**TASK OBJECTIVE**
Write out the records below again, swapping every "wheel" for "tire" and keeping everything else the same. Leave the pictures out.

**INPUT MATERIAL**
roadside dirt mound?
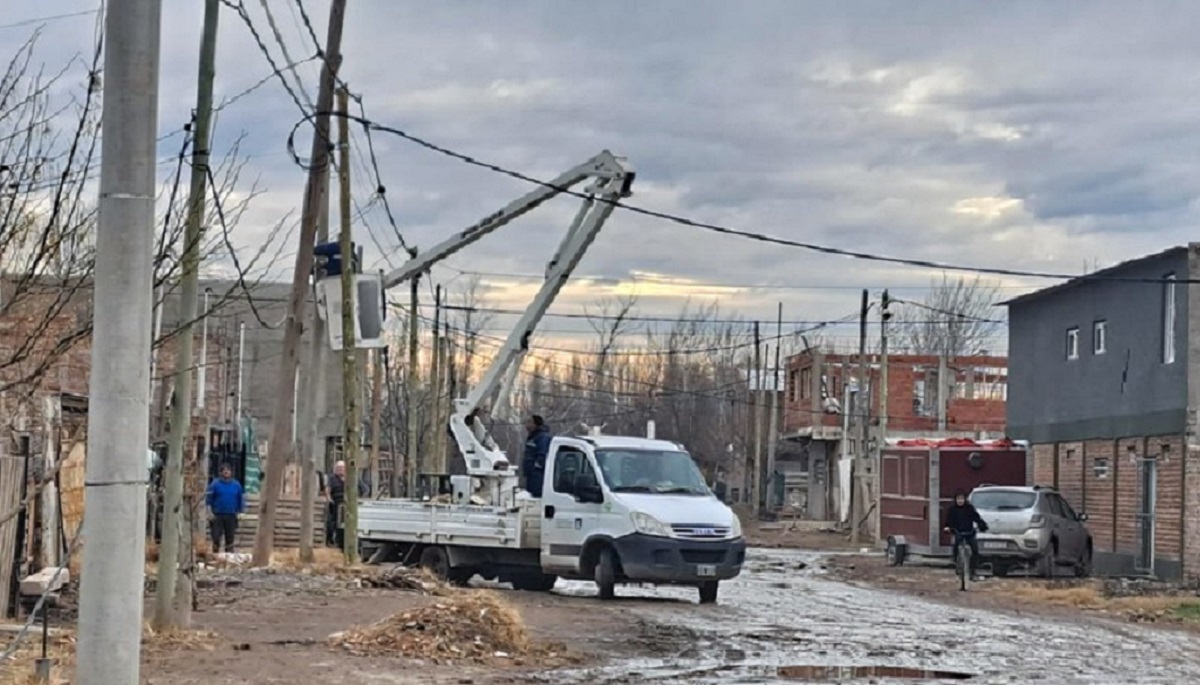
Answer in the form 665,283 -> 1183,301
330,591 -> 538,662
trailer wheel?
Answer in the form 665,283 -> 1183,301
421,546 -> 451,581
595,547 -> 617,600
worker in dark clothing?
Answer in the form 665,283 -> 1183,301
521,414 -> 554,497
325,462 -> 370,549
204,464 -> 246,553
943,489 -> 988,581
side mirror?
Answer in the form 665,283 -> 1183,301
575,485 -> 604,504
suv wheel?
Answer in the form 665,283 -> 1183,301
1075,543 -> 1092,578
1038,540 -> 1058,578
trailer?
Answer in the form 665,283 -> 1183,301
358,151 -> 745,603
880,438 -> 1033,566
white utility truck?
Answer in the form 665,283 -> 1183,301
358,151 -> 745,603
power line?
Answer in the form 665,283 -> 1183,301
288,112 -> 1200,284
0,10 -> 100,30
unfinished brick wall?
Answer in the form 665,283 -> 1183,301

**RESPONSE TO THE TASK**
roadside dirt mound?
Answer in the form 665,283 -> 1183,301
330,591 -> 538,662
trailer tire?
Answer in the form 665,283 -> 1183,301
421,546 -> 451,581
595,547 -> 617,600
worker in dark clothing?
Answer in the form 665,283 -> 1183,301
521,414 -> 554,497
325,462 -> 370,549
204,464 -> 246,553
943,489 -> 988,581
side mirror?
Answer in the form 665,283 -> 1183,301
575,485 -> 604,504
suv tire?
Answer in the form 665,283 -> 1183,301
1075,543 -> 1092,578
1038,540 -> 1058,578
trailer?
Answer in the form 665,283 -> 1183,301
358,151 -> 745,603
880,438 -> 1033,566
white utility truck?
Answer in the form 665,283 -> 1183,301
358,151 -> 745,603
power line?
Answer in the form 665,283 -> 1183,301
288,112 -> 1200,284
0,10 -> 100,30
unfinished brick wall?
Answer in the form 665,283 -> 1183,301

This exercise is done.